<<<<

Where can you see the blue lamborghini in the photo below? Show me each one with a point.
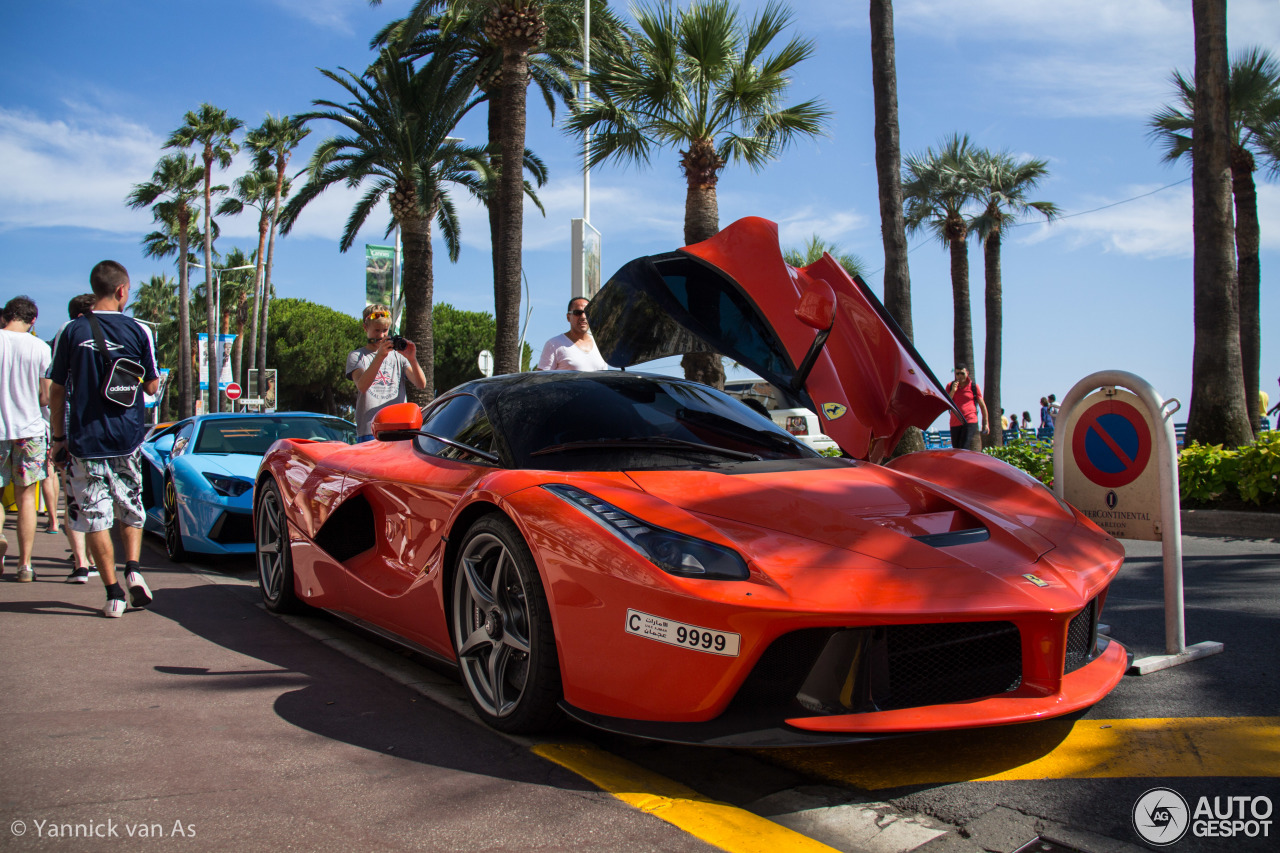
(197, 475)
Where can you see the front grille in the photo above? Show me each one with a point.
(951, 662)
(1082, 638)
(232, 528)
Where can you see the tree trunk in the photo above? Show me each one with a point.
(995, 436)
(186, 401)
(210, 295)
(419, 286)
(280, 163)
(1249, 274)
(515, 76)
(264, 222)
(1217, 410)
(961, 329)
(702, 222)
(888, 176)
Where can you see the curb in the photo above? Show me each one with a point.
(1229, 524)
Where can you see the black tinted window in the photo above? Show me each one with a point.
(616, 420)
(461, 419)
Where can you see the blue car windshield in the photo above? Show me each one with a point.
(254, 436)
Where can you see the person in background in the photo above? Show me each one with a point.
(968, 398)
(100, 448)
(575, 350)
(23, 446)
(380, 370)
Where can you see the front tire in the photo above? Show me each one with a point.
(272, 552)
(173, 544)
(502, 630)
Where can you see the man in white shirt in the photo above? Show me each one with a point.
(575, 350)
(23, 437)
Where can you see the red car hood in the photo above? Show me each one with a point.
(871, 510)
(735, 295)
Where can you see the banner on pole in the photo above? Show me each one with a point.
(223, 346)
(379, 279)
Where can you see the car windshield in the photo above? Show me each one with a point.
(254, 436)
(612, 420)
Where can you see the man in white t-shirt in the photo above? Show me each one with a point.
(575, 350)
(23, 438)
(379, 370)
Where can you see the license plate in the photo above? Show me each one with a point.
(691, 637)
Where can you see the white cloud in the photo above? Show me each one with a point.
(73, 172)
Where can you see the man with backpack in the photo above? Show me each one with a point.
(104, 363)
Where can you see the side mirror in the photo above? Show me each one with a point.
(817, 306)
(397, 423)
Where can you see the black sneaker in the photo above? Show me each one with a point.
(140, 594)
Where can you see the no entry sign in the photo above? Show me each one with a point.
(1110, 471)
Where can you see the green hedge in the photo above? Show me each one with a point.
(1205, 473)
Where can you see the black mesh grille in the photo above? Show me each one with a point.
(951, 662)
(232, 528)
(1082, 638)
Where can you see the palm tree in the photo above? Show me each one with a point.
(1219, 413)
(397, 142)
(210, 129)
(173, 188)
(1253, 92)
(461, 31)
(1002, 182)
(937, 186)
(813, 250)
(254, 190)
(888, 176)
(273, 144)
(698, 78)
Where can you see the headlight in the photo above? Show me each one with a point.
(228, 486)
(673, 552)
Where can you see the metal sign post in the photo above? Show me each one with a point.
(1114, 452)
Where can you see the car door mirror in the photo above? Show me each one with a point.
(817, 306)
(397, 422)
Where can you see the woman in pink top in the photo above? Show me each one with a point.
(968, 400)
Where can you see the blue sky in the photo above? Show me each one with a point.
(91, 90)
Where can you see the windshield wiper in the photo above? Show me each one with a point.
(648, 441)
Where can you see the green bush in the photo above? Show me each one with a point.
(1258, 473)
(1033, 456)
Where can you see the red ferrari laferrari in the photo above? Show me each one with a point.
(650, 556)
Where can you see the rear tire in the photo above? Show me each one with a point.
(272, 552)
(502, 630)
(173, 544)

>>>>

Scale the material between the lines holding "Where can you see the curb" and "(1205, 473)", inclusive, and write out each of those lines again, requests included, with every coordinate in the answers multiplied by 2.05 and rounded to a whole number, halves rounded up. Give only those lines.

Where can you see the curb in the photo above? Show me each one with a point.
(2519, 1074)
Where can you see the black tinted window in the photo above? Show me each one with a point.
(1263, 861)
(945, 859)
Where can you see the blue car windshield in the photo above? Show me each one with a point.
(521, 894)
Where can you see the person in background in the photo above? Show me each one with a point.
(1984, 816)
(205, 918)
(1179, 718)
(47, 914)
(779, 759)
Where can you see the front tire in the photo above? Show me each one with a point.
(558, 1132)
(355, 1115)
(1029, 1292)
Where can you see the man in white shirt in the photo above? Show me each one with a point.
(1179, 718)
(47, 896)
Where can you see the red car hood in the photo above? Show me each one with a point.
(1786, 1046)
(1507, 605)
Where can you see the banner on pole in the photo above? Show me each one with a point.
(457, 709)
(777, 572)
Where can you see the car windshield in the photo above? Show me each one with a point.
(521, 894)
(1255, 861)
Where can you see the man in white t-shirt in the photo above? Show me each one with a point.
(1179, 718)
(47, 898)
(777, 759)
Where can you see the license plate in the photo above? Show me each one with a point.
(1417, 1306)
Where can you see the white cloud in the photo above? Show me each one with a point.
(150, 353)
Where can you see the man with backpack in the photo above? Show me each one with a point.
(213, 744)
Where can you see the side mirror in the photo above? Show me each one with a point.
(1675, 627)
(814, 867)
Where can you see the black sneaker in the photo above? Show me each one with a point.
(287, 1218)
Where can you see the no entry sign in the photo above? Show me each one with a point.
(2276, 966)
Where can you see the green hedge in the photo above? Show me each one with a point.
(2470, 970)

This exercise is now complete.